→ What the task requires
Reproduce each record below exactly as written.

___ Supplied information ___

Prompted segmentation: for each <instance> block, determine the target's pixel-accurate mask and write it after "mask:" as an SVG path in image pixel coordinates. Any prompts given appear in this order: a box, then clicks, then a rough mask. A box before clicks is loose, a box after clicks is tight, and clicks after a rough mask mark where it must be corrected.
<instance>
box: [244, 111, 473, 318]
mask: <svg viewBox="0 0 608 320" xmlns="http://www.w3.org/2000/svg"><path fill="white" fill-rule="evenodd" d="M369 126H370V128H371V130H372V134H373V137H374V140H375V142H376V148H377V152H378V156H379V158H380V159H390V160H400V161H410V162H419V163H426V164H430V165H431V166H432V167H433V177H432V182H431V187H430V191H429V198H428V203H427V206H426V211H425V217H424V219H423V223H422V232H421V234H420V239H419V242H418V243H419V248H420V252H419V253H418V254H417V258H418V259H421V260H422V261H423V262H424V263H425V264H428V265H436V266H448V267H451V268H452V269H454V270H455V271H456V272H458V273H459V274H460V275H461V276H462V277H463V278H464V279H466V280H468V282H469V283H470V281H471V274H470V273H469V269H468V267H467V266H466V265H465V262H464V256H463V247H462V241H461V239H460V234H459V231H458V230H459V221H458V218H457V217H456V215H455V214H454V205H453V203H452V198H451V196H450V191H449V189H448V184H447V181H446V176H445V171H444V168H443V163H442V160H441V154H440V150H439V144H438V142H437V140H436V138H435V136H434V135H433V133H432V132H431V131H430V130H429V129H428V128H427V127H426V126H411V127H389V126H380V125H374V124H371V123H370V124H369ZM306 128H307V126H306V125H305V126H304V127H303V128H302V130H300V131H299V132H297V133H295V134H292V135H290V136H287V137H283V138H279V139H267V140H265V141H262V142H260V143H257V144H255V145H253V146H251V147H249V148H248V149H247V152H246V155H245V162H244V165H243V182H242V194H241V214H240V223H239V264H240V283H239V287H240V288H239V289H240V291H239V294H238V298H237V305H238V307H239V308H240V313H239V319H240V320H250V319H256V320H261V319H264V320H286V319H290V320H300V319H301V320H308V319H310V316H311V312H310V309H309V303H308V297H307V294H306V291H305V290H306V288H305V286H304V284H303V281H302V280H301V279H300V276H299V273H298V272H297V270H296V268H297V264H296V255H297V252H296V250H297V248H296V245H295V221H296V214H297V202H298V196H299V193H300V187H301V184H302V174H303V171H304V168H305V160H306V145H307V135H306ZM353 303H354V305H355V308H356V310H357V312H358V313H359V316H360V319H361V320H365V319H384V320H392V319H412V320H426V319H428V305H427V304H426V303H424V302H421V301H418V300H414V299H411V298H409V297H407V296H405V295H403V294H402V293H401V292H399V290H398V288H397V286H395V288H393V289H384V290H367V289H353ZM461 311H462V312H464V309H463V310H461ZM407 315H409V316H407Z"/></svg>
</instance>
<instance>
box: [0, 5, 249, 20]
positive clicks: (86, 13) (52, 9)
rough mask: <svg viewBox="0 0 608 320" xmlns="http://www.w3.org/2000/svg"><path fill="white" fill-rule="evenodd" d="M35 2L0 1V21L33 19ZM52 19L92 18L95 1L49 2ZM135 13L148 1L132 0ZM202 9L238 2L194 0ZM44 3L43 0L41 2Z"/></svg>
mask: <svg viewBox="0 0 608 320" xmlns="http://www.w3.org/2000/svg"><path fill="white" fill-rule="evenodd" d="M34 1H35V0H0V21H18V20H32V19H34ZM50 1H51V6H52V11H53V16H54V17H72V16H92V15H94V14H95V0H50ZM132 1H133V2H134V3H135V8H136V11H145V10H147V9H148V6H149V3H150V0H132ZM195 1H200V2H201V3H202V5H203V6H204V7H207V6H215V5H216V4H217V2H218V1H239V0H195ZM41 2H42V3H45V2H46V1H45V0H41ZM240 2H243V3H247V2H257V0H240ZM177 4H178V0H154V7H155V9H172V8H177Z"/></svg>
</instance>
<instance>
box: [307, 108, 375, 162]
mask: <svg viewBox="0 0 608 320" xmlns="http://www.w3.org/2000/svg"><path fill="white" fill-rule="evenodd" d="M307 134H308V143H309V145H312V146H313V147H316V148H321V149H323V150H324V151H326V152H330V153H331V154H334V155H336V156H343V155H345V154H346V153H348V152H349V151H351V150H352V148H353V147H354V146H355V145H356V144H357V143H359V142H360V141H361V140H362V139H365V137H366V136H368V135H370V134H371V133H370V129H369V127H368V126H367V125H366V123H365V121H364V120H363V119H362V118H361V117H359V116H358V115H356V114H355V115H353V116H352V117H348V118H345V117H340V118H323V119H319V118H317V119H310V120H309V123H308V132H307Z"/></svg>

___

→ Solution for this exercise
Prompted segmentation: for each <instance> block, determine the target's pixel-accurate mask and write it after "mask:" as an SVG path in image pixel coordinates. Any prompts given appear in this order: a box, then clicks, then a rough mask. A box before clicks is loose, a box after clicks is tight, and clicks after a rough mask mark where it must be corrected.
<instance>
box: [244, 111, 473, 318]
mask: <svg viewBox="0 0 608 320" xmlns="http://www.w3.org/2000/svg"><path fill="white" fill-rule="evenodd" d="M369 126H370V128H371V130H372V134H373V137H374V140H375V142H376V148H377V152H378V156H379V158H380V159H390V160H400V161H410V162H419V163H426V164H430V165H431V166H432V167H433V177H432V182H431V187H430V191H429V198H428V203H427V206H426V211H425V217H424V219H423V223H422V232H421V234H420V239H419V242H418V243H419V248H420V252H419V253H418V254H417V258H418V259H421V260H422V261H423V262H424V263H425V264H428V265H436V266H448V267H451V268H452V269H454V270H455V271H456V272H458V273H459V274H460V275H461V276H462V277H463V278H464V279H466V280H468V282H469V283H470V281H471V274H470V273H469V269H468V267H467V266H466V265H465V262H464V256H463V247H462V241H461V239H460V234H459V231H458V230H459V221H458V218H457V217H456V215H455V214H454V205H453V203H452V198H451V196H450V191H449V189H448V184H447V181H446V176H445V171H444V168H443V163H442V160H441V154H440V150H439V144H438V142H437V140H436V138H435V136H434V135H433V133H432V132H431V131H430V130H429V129H428V128H427V127H426V126H411V127H389V126H380V125H374V124H371V123H370V124H369ZM306 128H307V126H306V125H305V126H304V127H303V128H302V130H300V131H299V132H297V133H295V134H292V135H290V136H287V137H283V138H279V139H267V140H265V141H262V142H260V143H257V144H255V145H253V146H251V147H249V148H248V149H247V152H246V155H245V162H244V165H243V182H242V194H241V214H240V223H239V264H240V283H239V287H240V288H239V289H240V291H239V294H238V298H237V305H238V307H239V308H240V313H239V319H240V320H250V319H256V320H261V319H264V320H286V319H290V320H300V319H301V320H308V319H310V316H311V312H310V309H309V303H308V297H307V294H306V291H305V290H306V288H305V286H304V284H303V281H302V280H301V279H300V276H299V273H298V272H297V270H296V268H297V264H296V255H297V252H296V250H297V248H296V245H295V221H296V214H297V202H298V196H299V193H300V187H301V184H302V174H303V171H304V168H305V160H306V145H307V135H306ZM353 303H354V305H355V308H356V310H357V312H358V313H359V316H360V319H361V320H365V319H384V320H392V319H412V320H426V319H428V305H427V304H426V303H424V302H421V301H418V300H414V299H411V298H409V297H407V296H405V295H403V294H402V293H401V292H399V290H398V288H397V286H395V288H393V289H384V290H367V289H353ZM461 311H462V312H464V309H463V310H461ZM407 315H409V316H407Z"/></svg>
</instance>
<instance>
box: [0, 5, 249, 20]
positive clicks: (86, 13) (52, 9)
rough mask: <svg viewBox="0 0 608 320" xmlns="http://www.w3.org/2000/svg"><path fill="white" fill-rule="evenodd" d="M35 2L0 1V21L33 19ZM52 19L92 18L95 1L49 2ZM135 13L148 1L132 0ZM202 9L238 2L194 0ZM44 3L43 0L41 2Z"/></svg>
mask: <svg viewBox="0 0 608 320" xmlns="http://www.w3.org/2000/svg"><path fill="white" fill-rule="evenodd" d="M34 1H35V0H0V21H18V20H32V19H34ZM50 1H51V6H52V11H53V16H54V17H72V16H92V15H94V14H95V0H50ZM132 1H133V2H134V3H135V8H136V11H145V10H147V9H148V6H149V3H150V0H132ZM195 1H200V2H201V3H202V5H203V6H204V7H207V6H215V5H216V4H217V2H218V1H239V0H195ZM41 2H42V3H45V2H46V1H45V0H41ZM240 2H243V3H247V2H257V0H240ZM177 4H178V0H154V7H155V9H172V8H177Z"/></svg>
</instance>
<instance>
box: [307, 108, 375, 162]
mask: <svg viewBox="0 0 608 320" xmlns="http://www.w3.org/2000/svg"><path fill="white" fill-rule="evenodd" d="M307 134H308V143H309V145H312V146H313V147H316V148H321V149H323V150H324V151H326V152H330V153H331V154H334V155H336V156H343V155H345V154H346V153H348V152H349V151H351V150H352V148H353V147H354V146H355V145H356V144H357V143H359V142H360V141H361V140H362V139H365V137H366V136H368V135H370V134H371V133H370V129H369V127H368V126H367V125H366V123H365V121H364V120H363V119H362V118H361V117H359V116H358V115H356V114H355V115H353V116H352V117H348V118H345V117H340V118H323V119H319V118H317V119H310V120H309V123H308V132H307Z"/></svg>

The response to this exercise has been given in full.